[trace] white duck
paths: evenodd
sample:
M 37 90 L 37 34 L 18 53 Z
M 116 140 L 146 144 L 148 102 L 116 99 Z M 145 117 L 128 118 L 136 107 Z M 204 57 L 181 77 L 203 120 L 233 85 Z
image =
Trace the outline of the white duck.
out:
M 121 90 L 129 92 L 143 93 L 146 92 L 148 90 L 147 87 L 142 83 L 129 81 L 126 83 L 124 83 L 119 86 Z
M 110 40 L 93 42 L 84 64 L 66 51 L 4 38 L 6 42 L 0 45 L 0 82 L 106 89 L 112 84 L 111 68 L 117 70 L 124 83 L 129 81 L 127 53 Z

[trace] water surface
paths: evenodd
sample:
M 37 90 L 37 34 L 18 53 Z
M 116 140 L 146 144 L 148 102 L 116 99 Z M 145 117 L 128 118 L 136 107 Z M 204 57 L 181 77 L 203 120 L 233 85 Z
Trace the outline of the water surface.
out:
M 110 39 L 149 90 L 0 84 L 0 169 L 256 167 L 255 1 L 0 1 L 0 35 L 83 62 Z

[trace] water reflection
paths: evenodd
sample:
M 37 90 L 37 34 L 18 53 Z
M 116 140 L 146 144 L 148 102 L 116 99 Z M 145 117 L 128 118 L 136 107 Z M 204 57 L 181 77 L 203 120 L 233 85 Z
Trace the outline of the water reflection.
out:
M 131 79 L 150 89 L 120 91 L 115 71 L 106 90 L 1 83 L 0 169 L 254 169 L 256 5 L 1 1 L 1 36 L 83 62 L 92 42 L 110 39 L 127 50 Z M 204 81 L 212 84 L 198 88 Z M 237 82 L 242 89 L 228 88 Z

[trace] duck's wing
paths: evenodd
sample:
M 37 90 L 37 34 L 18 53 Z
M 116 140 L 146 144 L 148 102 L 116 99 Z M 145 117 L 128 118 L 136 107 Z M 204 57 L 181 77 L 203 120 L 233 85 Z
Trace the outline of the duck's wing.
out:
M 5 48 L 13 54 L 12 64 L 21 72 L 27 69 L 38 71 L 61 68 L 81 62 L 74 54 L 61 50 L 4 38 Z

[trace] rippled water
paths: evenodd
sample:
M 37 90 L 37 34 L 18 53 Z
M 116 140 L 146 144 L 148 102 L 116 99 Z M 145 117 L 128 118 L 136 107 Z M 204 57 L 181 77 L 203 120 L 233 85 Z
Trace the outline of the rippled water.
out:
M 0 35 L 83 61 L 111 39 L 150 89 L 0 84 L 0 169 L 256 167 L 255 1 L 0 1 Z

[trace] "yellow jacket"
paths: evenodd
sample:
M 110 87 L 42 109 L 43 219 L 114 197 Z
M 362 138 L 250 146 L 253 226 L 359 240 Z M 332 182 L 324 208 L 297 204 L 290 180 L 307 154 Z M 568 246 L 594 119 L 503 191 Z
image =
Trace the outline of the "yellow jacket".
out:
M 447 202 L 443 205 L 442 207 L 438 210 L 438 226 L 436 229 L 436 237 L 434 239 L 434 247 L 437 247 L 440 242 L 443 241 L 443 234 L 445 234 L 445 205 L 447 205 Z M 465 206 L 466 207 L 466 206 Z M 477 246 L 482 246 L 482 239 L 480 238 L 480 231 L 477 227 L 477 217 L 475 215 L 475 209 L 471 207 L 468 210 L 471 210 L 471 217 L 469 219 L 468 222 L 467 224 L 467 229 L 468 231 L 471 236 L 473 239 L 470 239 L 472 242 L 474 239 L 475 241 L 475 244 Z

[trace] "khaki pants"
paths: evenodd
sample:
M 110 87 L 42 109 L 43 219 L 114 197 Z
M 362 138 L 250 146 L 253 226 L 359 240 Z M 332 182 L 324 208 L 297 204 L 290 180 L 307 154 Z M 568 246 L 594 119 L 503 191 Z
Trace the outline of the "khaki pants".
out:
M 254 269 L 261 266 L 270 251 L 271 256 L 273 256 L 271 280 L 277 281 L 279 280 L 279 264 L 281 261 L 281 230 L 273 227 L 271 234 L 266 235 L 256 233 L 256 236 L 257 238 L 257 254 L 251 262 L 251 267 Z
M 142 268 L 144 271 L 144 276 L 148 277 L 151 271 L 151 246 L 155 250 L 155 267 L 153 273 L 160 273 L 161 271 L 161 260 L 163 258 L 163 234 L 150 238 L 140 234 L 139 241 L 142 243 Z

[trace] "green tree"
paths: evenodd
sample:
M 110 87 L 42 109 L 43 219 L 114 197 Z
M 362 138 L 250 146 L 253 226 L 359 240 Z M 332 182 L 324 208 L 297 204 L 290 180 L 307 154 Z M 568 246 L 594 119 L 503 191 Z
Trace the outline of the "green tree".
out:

_Your instructions_: Give the material above again, word for word.

_Response below_:
[trace] white duck
paths: evenodd
sample:
M 37 90 L 37 34 L 18 53 Z
M 116 140 L 146 144 L 148 102 L 116 99 Z M 145 117 L 128 118 L 136 107 Z M 204 57 L 181 77 L 203 120 L 233 85 Z
image =
Trace the outline of the white duck.
out:
M 121 90 L 129 92 L 143 93 L 146 92 L 148 90 L 147 87 L 142 83 L 129 81 L 126 83 L 124 83 L 119 86 Z
M 110 40 L 93 42 L 84 64 L 66 51 L 4 38 L 6 42 L 0 45 L 0 82 L 106 89 L 112 84 L 111 68 L 117 70 L 124 83 L 129 81 L 127 53 Z

[trace] water surface
paths: evenodd
sample:
M 37 90 L 37 34 L 18 53 Z
M 116 140 L 146 144 L 148 102 L 116 99 Z M 145 117 L 128 118 L 136 107 Z M 204 57 L 181 77 L 203 120 L 233 85 Z
Trace the outline of the water surface.
out:
M 110 39 L 149 90 L 0 84 L 0 169 L 256 167 L 255 1 L 0 1 L 0 35 L 83 62 Z

[trace] water reflection
paths: evenodd
sample:
M 37 90 L 37 34 L 18 53 Z
M 116 140 L 146 144 L 148 102 L 116 99 Z M 145 117 L 128 118 L 136 107 Z M 204 57 L 181 77 L 203 120 L 233 85 Z
Trace the outline of the water reflection.
out:
M 131 79 L 150 89 L 120 91 L 115 71 L 106 90 L 1 83 L 0 169 L 254 169 L 256 5 L 1 1 L 1 36 L 83 62 L 92 42 L 110 39 L 127 50 Z M 204 81 L 212 84 L 198 88 Z M 237 82 L 242 89 L 228 88 Z

[trace] duck's wing
paths: evenodd
sample:
M 37 90 L 37 34 L 18 53 Z
M 116 140 L 146 144 L 148 102 L 116 99 Z M 145 117 L 128 118 L 136 107 Z M 204 57 L 181 77 L 203 120 L 233 85 Z
Trace the outline of the duck's wing.
out:
M 5 48 L 13 54 L 12 64 L 21 72 L 27 69 L 38 71 L 61 68 L 81 62 L 74 54 L 61 50 L 4 38 Z

[trace] rippled water
paths: evenodd
sample:
M 37 90 L 37 34 L 18 53 Z
M 116 140 L 146 144 L 148 102 L 116 99 Z M 145 117 L 128 118 L 136 107 Z M 204 57 L 181 77 L 203 120 L 233 85 Z
Trace the outline of the rippled water.
out:
M 0 35 L 83 61 L 111 39 L 150 89 L 0 84 L 0 169 L 256 167 L 255 1 L 0 1 Z

[trace] "yellow jacket"
paths: evenodd
sample:
M 110 87 L 42 109 L 43 219 L 114 197 Z
M 362 138 L 250 146 L 253 226 L 359 240 Z M 332 182 L 324 208 L 297 204 L 290 180 L 307 154 Z M 568 246 L 594 119 L 503 191 Z
image =
Trace the outline of the "yellow jacket".
out:
M 447 202 L 443 205 L 442 207 L 438 210 L 438 226 L 436 229 L 436 237 L 434 239 L 434 247 L 437 247 L 440 242 L 443 241 L 443 234 L 445 234 L 445 205 L 447 205 Z M 465 206 L 466 207 L 466 206 Z M 477 246 L 482 246 L 482 239 L 480 238 L 480 231 L 477 227 L 477 217 L 475 215 L 475 209 L 471 207 L 468 210 L 471 210 L 471 217 L 469 219 L 468 222 L 467 224 L 467 229 L 468 231 L 471 236 L 473 239 L 470 239 L 472 242 L 474 239 L 475 241 L 475 244 Z

[trace] "khaki pants"
paths: evenodd
sample:
M 110 87 L 42 109 L 43 219 L 114 197 Z
M 362 138 L 250 146 L 253 226 L 359 240 Z M 332 182 L 324 208 L 297 204 L 290 180 L 307 154 Z M 568 246 L 594 119 L 503 191 Z
Trace the outline of the "khaki pants".
out:
M 254 269 L 261 266 L 270 251 L 271 256 L 273 256 L 271 280 L 277 281 L 279 280 L 279 264 L 281 261 L 281 230 L 273 227 L 271 234 L 266 235 L 256 233 L 256 236 L 257 238 L 257 254 L 251 262 L 251 267 Z
M 142 268 L 144 271 L 144 276 L 148 277 L 151 271 L 151 246 L 155 250 L 155 267 L 153 273 L 160 273 L 161 271 L 161 260 L 163 258 L 163 234 L 150 238 L 140 234 L 139 241 L 142 243 Z

[trace] "green tree"
paths: evenodd
sample:
M 110 87 L 42 109 L 43 219 L 114 197 Z
M 362 138 L 250 146 L 253 226 L 359 240 Z M 332 182 L 324 208 L 297 204 L 290 180 L 307 154 Z M 568 246 L 594 119 L 503 191 Z
Trace the outline of the "green tree".
out:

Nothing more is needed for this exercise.